◆ REQUIRED TASK ◆
Summarize the passage below on muon cooling lattices in two sentences.

— BEGIN TEXT TO READ —

The future accelerator complex of the Neutrino Factory will have an excellent
precision and outstanding discovery reach, and is therefore a facility of choice
for precise neutrino oscillation measurements. In the Neutrino Factory, muons
are accumulated into storage rings and decay to neutrinos. However, due to the
fact that the muon beam is produced occupying a large transverse phase-space,
it is essential that its emittance is decreased using ionisation cooling.
The reference ionisation cooling lattice of the Neutrino Factory has a large
magnetic field at the position of the RF cavities, and there is a strong concern
this can lead to RF breakdown. Therefore, there lies a great necessity for
alternative cooling lattices to be found.
This thesis presents several cooling lattices that were designed aiming to
mitigate the problem of the RF breakdown in the presence of a magnetic field,
that the reference lattice suffers from. In particular, amongst these lattices,
a promising new configuration which makes use of a pair of opposite polarity
and homocentric coils, named “Bucked Coils”, is presented. The Bucked Coils
lattice not only manages to successfully achieve a virtually zero longitudinal
magnetic field at the position of the RF cavities, but also obtains a better
transmission than the reference lattice. A detailed comparison between the
reference and the new lattices is presented with respect to the magnetic field,
transmission and cooling efficiency. A possible extension of the work is also
discussed.

— END TEXT TO READ —
— BEGIN DATA LINES —

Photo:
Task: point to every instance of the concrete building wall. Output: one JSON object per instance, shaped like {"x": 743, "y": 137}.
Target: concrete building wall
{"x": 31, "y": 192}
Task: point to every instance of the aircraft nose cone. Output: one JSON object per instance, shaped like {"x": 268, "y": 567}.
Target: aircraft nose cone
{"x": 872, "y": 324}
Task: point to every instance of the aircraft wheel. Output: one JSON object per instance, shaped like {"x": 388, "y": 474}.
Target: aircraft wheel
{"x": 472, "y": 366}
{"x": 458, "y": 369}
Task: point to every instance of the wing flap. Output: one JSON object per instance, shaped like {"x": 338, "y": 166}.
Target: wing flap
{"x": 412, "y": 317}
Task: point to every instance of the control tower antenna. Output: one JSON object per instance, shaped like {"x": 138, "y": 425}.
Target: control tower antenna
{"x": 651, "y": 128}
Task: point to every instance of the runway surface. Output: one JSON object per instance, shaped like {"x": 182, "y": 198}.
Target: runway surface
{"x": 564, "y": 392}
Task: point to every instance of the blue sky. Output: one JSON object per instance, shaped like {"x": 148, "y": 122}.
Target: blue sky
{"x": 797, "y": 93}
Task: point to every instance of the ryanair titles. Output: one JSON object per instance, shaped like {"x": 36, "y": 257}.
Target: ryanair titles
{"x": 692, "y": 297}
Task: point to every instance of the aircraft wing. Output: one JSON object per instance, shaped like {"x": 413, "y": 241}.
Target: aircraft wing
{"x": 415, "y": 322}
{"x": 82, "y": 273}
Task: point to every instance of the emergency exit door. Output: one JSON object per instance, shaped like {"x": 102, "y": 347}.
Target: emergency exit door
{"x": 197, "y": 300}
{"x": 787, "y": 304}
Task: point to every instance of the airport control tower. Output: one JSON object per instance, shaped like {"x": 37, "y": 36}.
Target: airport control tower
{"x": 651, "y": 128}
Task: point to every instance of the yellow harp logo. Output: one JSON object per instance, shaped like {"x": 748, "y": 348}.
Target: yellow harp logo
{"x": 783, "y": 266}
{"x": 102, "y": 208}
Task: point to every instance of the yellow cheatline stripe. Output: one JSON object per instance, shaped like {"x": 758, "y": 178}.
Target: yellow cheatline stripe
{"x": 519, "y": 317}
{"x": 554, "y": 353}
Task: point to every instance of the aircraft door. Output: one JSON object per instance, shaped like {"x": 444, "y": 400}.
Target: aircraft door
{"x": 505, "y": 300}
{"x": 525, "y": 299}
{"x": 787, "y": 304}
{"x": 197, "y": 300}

— END DATA LINES —

◆ TASK RESULT ◆
The Neutrino Factory, a facility suited to precise neutrino oscillation measurements, needs ionization cooling to reduce the emittance of its muon beam, but its reference cooling lattice has a large magnetic field at the RF cavities that could lead to RF breakdown. The thesis presents alternative lattices meant to ease this problem, most notably the "Bucked Coils" design with a pair of opposite-polarity homocentric coils, which achieves a virtually zero longitudinal field at the cavities and better transmission than the reference lattice.